* What is expected: Echo the passage of the MPTCP forum post starting at "I've been using it" and ending at "still doesn't activate.".

* Document extract:
[BEGIN]

I've been using it successfully on AMD64 via a kernel patch that attempts to upgrade all TCP sockets to MPTCP. If MPTCP is not supported by the remote end, kernel automagically fails back to TCP anyway, so there is no harm carpet-bombing it like that. Anyway, I though it would be a good idea to apply the same patch to my rpi. post 8826211
I crosscompiled raspberrypi-sources according to https://www.raspberrypi.com/documentation/computers/linux_kernel.html and transplanted it into previously installed armbian I've been using for a while. It boots, services work, I even recompiled an out-of-tree wifi module to get a USB dongle back. So far so good... But mptcp doesn't work.
Tried again with IPv6 permanently built into kernel instead of as a module, enabled MPTCP for IPv6, and it still doesn't activate.

[END]

(Polygon annotations for photos)

[BEGIN]

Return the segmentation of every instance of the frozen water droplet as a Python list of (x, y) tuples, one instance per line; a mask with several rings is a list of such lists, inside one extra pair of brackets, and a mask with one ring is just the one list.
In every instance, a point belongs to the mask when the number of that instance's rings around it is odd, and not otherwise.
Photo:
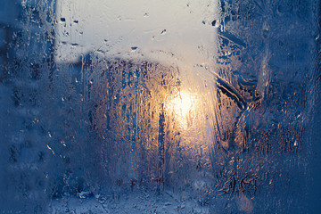
[(160, 33), (160, 35), (165, 35), (166, 34), (166, 29), (163, 29)]

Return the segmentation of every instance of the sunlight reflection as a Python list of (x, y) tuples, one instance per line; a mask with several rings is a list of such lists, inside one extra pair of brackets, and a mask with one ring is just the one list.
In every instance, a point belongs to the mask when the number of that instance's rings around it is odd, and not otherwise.
[(180, 92), (170, 101), (169, 110), (180, 125), (186, 126), (196, 109), (197, 96), (188, 92)]

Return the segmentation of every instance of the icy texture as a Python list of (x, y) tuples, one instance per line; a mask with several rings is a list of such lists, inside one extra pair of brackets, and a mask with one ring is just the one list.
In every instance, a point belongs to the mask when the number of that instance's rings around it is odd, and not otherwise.
[(3, 0), (0, 213), (317, 212), (318, 16)]

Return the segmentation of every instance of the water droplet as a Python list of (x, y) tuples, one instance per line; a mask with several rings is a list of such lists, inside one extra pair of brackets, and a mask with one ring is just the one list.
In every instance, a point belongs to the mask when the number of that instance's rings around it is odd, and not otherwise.
[(166, 34), (166, 29), (163, 29), (160, 33), (160, 35), (165, 35)]

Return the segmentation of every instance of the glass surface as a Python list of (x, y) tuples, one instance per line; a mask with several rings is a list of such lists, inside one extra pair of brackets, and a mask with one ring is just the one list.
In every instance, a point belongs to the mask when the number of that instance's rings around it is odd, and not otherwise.
[(317, 213), (317, 0), (1, 0), (0, 213)]

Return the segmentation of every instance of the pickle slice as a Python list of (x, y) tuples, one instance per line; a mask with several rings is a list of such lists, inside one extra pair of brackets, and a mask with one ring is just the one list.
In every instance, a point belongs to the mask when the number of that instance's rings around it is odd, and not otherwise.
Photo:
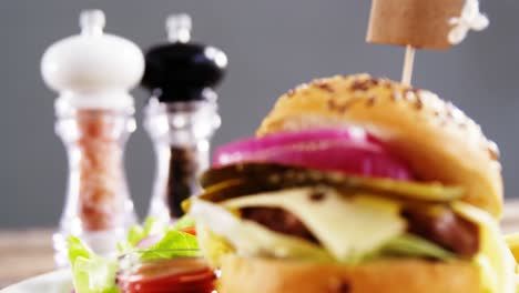
[(379, 195), (410, 201), (445, 203), (460, 199), (464, 189), (438, 182), (409, 182), (391, 179), (362, 178), (339, 172), (318, 171), (267, 163), (246, 163), (212, 169), (201, 178), (206, 191), (202, 196), (208, 201), (257, 192), (312, 185), (330, 185), (345, 193), (366, 191)]

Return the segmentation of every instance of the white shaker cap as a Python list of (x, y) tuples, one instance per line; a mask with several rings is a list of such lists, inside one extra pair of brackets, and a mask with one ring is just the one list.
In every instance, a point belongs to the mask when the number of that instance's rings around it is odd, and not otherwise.
[(53, 43), (41, 60), (45, 83), (60, 92), (57, 107), (123, 109), (133, 107), (129, 90), (144, 73), (144, 57), (133, 42), (103, 32), (104, 13), (85, 10), (81, 34)]

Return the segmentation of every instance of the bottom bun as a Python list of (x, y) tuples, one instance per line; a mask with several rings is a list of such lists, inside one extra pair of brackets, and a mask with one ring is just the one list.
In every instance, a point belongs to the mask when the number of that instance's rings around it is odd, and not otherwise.
[(468, 262), (380, 260), (356, 266), (225, 256), (222, 293), (480, 293)]

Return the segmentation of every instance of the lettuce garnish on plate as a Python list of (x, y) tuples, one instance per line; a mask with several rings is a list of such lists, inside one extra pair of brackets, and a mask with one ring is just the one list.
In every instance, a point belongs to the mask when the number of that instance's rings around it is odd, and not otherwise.
[[(70, 236), (69, 261), (77, 293), (119, 293), (115, 276), (120, 270), (118, 256), (136, 253), (141, 260), (163, 260), (197, 255), (196, 236), (183, 232), (194, 226), (190, 216), (181, 218), (169, 226), (154, 219), (143, 225), (133, 225), (126, 240), (118, 244), (119, 255), (101, 256), (92, 252), (80, 239)], [(146, 239), (154, 238), (150, 245), (141, 247)]]

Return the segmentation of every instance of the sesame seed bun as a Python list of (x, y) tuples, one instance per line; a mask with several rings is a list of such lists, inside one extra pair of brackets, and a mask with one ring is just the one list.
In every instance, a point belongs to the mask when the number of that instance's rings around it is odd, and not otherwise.
[(368, 74), (315, 80), (281, 97), (257, 135), (343, 125), (375, 134), (419, 180), (462, 186), (464, 201), (500, 216), (496, 144), (474, 120), (429, 91)]
[[(225, 293), (480, 293), (469, 262), (379, 260), (355, 266), (225, 256), (218, 292)], [(454, 277), (455, 276), (455, 277)]]

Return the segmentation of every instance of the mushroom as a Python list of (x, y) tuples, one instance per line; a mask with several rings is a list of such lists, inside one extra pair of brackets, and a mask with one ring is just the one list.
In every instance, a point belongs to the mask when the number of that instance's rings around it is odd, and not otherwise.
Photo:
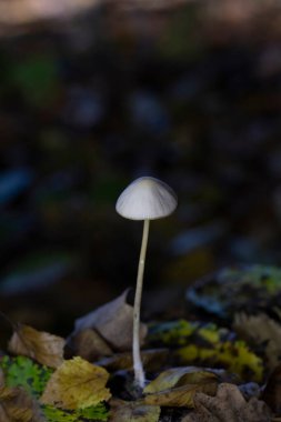
[(130, 220), (144, 220), (139, 259), (137, 289), (133, 304), (133, 370), (137, 386), (143, 389), (144, 372), (140, 355), (140, 305), (143, 283), (143, 272), (149, 237), (150, 220), (161, 219), (171, 214), (178, 200), (173, 190), (161, 180), (143, 177), (134, 180), (121, 193), (117, 201), (117, 212)]

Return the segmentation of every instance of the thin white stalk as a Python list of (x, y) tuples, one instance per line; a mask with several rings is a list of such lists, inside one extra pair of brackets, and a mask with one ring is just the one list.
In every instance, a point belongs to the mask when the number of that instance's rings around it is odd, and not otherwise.
[(137, 288), (136, 288), (134, 304), (133, 304), (133, 341), (132, 341), (133, 371), (134, 371), (134, 382), (141, 389), (143, 389), (144, 386), (144, 371), (143, 371), (141, 355), (140, 355), (140, 307), (141, 307), (145, 254), (147, 254), (148, 238), (149, 238), (149, 222), (150, 220), (144, 220), (143, 222)]

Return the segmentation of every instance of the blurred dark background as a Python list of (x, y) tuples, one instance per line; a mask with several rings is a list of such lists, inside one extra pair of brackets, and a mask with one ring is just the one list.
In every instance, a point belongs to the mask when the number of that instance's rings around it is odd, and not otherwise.
[(114, 204), (140, 175), (179, 197), (151, 227), (148, 315), (280, 264), (281, 3), (57, 3), (0, 1), (1, 311), (66, 333), (133, 287), (142, 223)]

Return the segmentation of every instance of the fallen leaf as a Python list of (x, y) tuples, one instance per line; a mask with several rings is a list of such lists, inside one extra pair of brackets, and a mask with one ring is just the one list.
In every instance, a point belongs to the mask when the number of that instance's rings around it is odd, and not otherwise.
[(268, 365), (273, 370), (281, 358), (281, 325), (265, 313), (248, 316), (238, 313), (234, 316), (233, 329), (250, 344), (262, 345)]
[(178, 349), (175, 352), (182, 364), (198, 362), (199, 364), (217, 365), (240, 375), (242, 379), (261, 381), (263, 376), (263, 364), (261, 358), (249, 350), (243, 341), (222, 342), (213, 346), (201, 346), (189, 344)]
[(217, 395), (194, 395), (194, 411), (182, 422), (270, 422), (267, 404), (255, 398), (247, 402), (237, 385), (222, 383)]
[(143, 404), (141, 401), (110, 401), (110, 422), (158, 422), (161, 409), (159, 405)]
[(94, 361), (113, 353), (106, 340), (96, 330), (91, 329), (79, 331), (71, 339), (71, 345), (74, 354), (87, 361)]
[(23, 389), (0, 388), (1, 422), (46, 422), (40, 406)]
[(62, 338), (22, 324), (18, 325), (8, 345), (11, 353), (29, 356), (54, 369), (63, 362), (63, 348)]
[(270, 375), (261, 398), (274, 413), (281, 415), (281, 364)]
[[(118, 351), (128, 351), (132, 348), (133, 308), (126, 303), (128, 290), (112, 302), (98, 308), (93, 312), (76, 320), (74, 332), (84, 329), (96, 329), (107, 342)], [(147, 335), (147, 325), (141, 323), (140, 342)]]
[(215, 394), (218, 376), (197, 368), (175, 368), (162, 372), (144, 389), (147, 404), (193, 408), (193, 396), (200, 391)]
[(171, 368), (161, 372), (153, 381), (151, 381), (143, 390), (147, 393), (157, 393), (173, 386), (184, 384), (198, 384), (210, 380), (218, 381), (218, 376), (210, 372), (195, 366)]
[(110, 398), (106, 389), (109, 373), (76, 356), (64, 361), (51, 375), (41, 403), (62, 409), (83, 409)]
[[(159, 369), (163, 368), (168, 356), (168, 349), (147, 349), (141, 352), (141, 361), (145, 371), (159, 371)], [(111, 372), (133, 368), (131, 352), (116, 353), (96, 363)]]

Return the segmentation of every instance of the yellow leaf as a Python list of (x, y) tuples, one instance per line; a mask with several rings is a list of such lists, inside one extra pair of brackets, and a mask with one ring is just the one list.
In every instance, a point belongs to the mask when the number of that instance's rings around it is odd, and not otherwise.
[(185, 364), (194, 361), (210, 365), (220, 364), (243, 379), (249, 378), (249, 372), (251, 372), (251, 379), (257, 382), (261, 381), (263, 376), (262, 360), (251, 352), (242, 341), (234, 343), (227, 341), (208, 349), (189, 344), (180, 348), (175, 354)]
[(110, 398), (106, 389), (109, 373), (77, 356), (64, 361), (53, 372), (41, 396), (43, 404), (62, 409), (81, 409), (96, 405)]
[(62, 338), (37, 331), (29, 325), (19, 325), (8, 345), (11, 353), (22, 354), (54, 369), (63, 362), (63, 348)]

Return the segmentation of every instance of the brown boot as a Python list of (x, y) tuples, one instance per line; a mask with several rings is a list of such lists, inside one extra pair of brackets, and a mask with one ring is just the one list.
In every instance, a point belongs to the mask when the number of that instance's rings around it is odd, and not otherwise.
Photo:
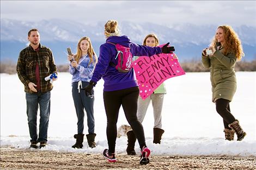
[(91, 148), (96, 147), (96, 143), (94, 141), (95, 139), (95, 134), (89, 134), (86, 135), (86, 137), (87, 137), (87, 141), (88, 142), (89, 147)]
[(83, 136), (84, 134), (76, 134), (74, 135), (74, 137), (76, 138), (76, 143), (72, 146), (73, 148), (77, 148), (78, 149), (83, 147)]
[(228, 127), (235, 130), (237, 136), (237, 141), (242, 140), (245, 135), (246, 135), (246, 133), (243, 130), (237, 120), (235, 120), (234, 122), (229, 124)]
[(157, 128), (154, 128), (154, 143), (160, 144), (161, 140), (162, 138), (162, 135), (163, 134), (164, 132), (164, 130), (162, 129)]
[(134, 150), (134, 146), (135, 142), (136, 141), (136, 137), (132, 130), (129, 130), (126, 133), (127, 137), (128, 138), (128, 143), (127, 144), (126, 152), (127, 154), (129, 155), (135, 155), (136, 152)]
[(226, 140), (234, 140), (234, 135), (235, 134), (235, 130), (230, 130), (228, 129), (224, 129), (223, 131), (225, 133), (225, 138)]

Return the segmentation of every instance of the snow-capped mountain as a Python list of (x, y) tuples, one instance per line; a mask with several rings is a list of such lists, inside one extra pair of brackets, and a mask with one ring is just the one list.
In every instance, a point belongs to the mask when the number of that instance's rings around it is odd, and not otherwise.
[[(90, 38), (94, 50), (99, 55), (101, 44), (105, 41), (103, 35), (105, 21), (78, 23), (72, 21), (52, 19), (33, 22), (1, 19), (1, 58), (17, 60), (20, 51), (28, 44), (27, 32), (33, 28), (39, 30), (41, 42), (50, 48), (57, 64), (66, 61), (66, 49), (70, 47), (73, 53), (76, 51), (79, 39), (83, 36)], [(130, 22), (120, 22), (123, 35), (129, 36), (131, 41), (141, 44), (145, 35), (155, 33), (160, 44), (170, 42), (175, 46), (175, 53), (180, 61), (199, 59), (202, 50), (208, 46), (214, 36), (217, 26), (196, 24), (173, 24), (165, 26), (151, 23), (137, 24)], [(242, 41), (245, 59), (256, 58), (256, 28), (242, 26), (235, 27)]]

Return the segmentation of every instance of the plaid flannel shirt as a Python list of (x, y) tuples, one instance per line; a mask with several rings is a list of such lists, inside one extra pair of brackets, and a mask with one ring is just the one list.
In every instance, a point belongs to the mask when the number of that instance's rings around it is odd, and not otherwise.
[(17, 73), (20, 80), (24, 84), (25, 91), (30, 93), (36, 93), (28, 87), (28, 83), (36, 84), (35, 79), (35, 66), (39, 65), (41, 92), (51, 91), (53, 86), (50, 81), (45, 81), (45, 78), (53, 73), (57, 73), (57, 67), (51, 49), (39, 43), (39, 51), (36, 52), (29, 45), (22, 50), (19, 56), (17, 64)]

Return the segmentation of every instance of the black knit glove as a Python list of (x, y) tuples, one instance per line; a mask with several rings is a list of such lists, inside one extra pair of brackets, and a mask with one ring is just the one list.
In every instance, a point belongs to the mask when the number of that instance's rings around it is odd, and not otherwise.
[(172, 53), (173, 52), (175, 51), (174, 47), (173, 46), (170, 46), (170, 47), (167, 47), (168, 45), (169, 45), (170, 43), (168, 42), (167, 44), (166, 44), (164, 46), (162, 47), (162, 53)]
[(83, 90), (84, 90), (86, 91), (86, 96), (92, 96), (92, 90), (93, 90), (93, 87), (95, 86), (95, 85), (97, 83), (92, 81), (90, 81), (90, 83), (89, 83), (89, 85), (85, 87), (84, 88), (83, 88)]

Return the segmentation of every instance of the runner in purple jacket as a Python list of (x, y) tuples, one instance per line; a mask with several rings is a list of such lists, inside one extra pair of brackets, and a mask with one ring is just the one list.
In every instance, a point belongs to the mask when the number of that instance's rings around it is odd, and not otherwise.
[(137, 117), (137, 109), (139, 88), (133, 69), (129, 72), (119, 72), (111, 62), (117, 64), (115, 59), (117, 51), (111, 42), (130, 48), (132, 55), (152, 56), (161, 53), (170, 53), (174, 51), (173, 47), (167, 47), (168, 44), (160, 47), (150, 47), (135, 44), (126, 36), (119, 36), (118, 22), (108, 21), (105, 26), (106, 42), (100, 47), (99, 61), (96, 65), (93, 77), (88, 86), (84, 88), (87, 95), (96, 83), (101, 79), (104, 80), (103, 100), (107, 115), (107, 137), (108, 149), (104, 150), (103, 155), (109, 162), (116, 161), (115, 157), (115, 141), (117, 139), (117, 122), (119, 109), (122, 105), (127, 121), (134, 130), (141, 149), (141, 165), (149, 162), (148, 156), (150, 150), (147, 147), (143, 127)]

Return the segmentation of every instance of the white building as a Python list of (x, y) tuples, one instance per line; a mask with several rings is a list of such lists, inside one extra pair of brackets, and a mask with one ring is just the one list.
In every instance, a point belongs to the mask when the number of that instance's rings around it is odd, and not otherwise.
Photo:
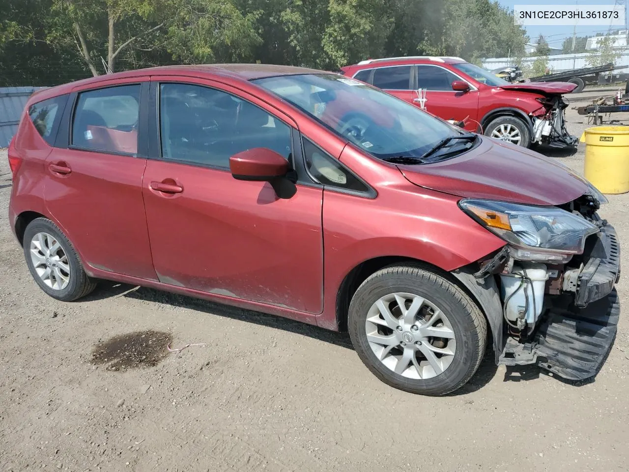
[[(587, 38), (587, 42), (586, 43), (586, 49), (587, 50), (591, 50), (593, 49), (598, 49), (601, 41), (603, 40), (603, 38), (608, 37), (606, 36), (593, 36), (591, 38)], [(610, 35), (610, 38), (612, 38), (614, 40), (613, 47), (626, 47), (627, 46), (627, 30), (620, 30), (620, 31), (614, 31), (614, 34)]]

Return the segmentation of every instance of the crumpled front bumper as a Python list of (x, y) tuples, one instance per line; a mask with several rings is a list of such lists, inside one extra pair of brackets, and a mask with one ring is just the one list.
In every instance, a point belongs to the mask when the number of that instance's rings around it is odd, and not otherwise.
[(616, 230), (606, 225), (596, 238), (591, 256), (577, 279), (574, 305), (579, 308), (608, 295), (620, 278), (620, 246)]
[(620, 303), (615, 285), (620, 276), (616, 230), (602, 227), (577, 277), (574, 293), (545, 300), (544, 313), (532, 339), (507, 339), (499, 364), (537, 364), (569, 380), (598, 372), (616, 339)]

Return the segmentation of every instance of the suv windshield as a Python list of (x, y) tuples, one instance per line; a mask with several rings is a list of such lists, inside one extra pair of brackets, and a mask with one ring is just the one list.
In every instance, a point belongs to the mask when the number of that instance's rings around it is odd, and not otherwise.
[(504, 79), (501, 79), (489, 70), (479, 67), (475, 64), (469, 62), (461, 62), (458, 64), (452, 64), (455, 68), (462, 72), (467, 74), (474, 80), (478, 81), (481, 84), (489, 85), (492, 87), (501, 87), (503, 85), (509, 85), (509, 82)]
[(331, 74), (252, 81), (382, 159), (419, 158), (462, 130), (379, 89)]

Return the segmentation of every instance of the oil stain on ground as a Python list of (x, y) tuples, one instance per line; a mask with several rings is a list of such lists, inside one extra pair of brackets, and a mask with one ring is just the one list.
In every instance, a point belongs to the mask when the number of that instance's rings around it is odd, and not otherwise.
[(125, 371), (157, 365), (168, 355), (170, 333), (138, 331), (99, 342), (92, 349), (92, 364), (107, 364), (107, 370)]

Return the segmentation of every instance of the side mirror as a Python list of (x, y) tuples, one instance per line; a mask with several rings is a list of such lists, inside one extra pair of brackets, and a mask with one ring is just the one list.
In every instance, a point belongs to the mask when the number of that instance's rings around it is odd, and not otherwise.
[(288, 161), (274, 150), (256, 147), (230, 157), (230, 170), (237, 180), (270, 181), (286, 175)]
[(467, 92), (470, 89), (470, 85), (465, 81), (455, 81), (452, 82), (452, 90), (457, 92)]

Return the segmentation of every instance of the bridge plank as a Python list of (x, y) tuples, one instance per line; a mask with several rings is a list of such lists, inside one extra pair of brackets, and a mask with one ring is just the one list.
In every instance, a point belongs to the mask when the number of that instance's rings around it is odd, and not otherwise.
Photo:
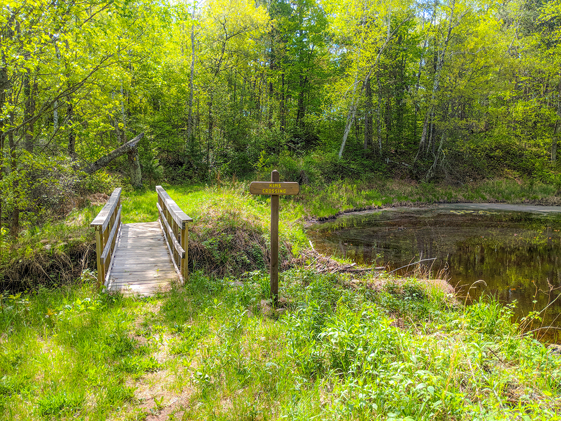
[(160, 224), (123, 224), (105, 280), (108, 292), (152, 295), (178, 278)]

[END]

* Reply:
I've been using it successfully on AMD64 via a kernel patch that attempts to upgrade all TCP sockets to MPTCP. If MPTCP is not supported by the remote end, kernel automagically fails back to TCP anyway, so there is no harm carpet-bombing it like that. Anyway, I though it would be a good idea to apply the same patch to my rpi. post 8826211
I crosscompiled raspberrypi-sources according to https://www.raspberrypi.com/documentation/computers/linux_kernel.html and transplanted it into previously installed armbian I've been using for a while. It boots, services work, I even recompiled an out-of-tree wifi module to get a USB dongle back. So far so good... But mptcp doesn't work.
Tried again with IPv6 permanently built into kernel instead of as a module, enabled MPTCP for IPv6, and it still doesn't activate.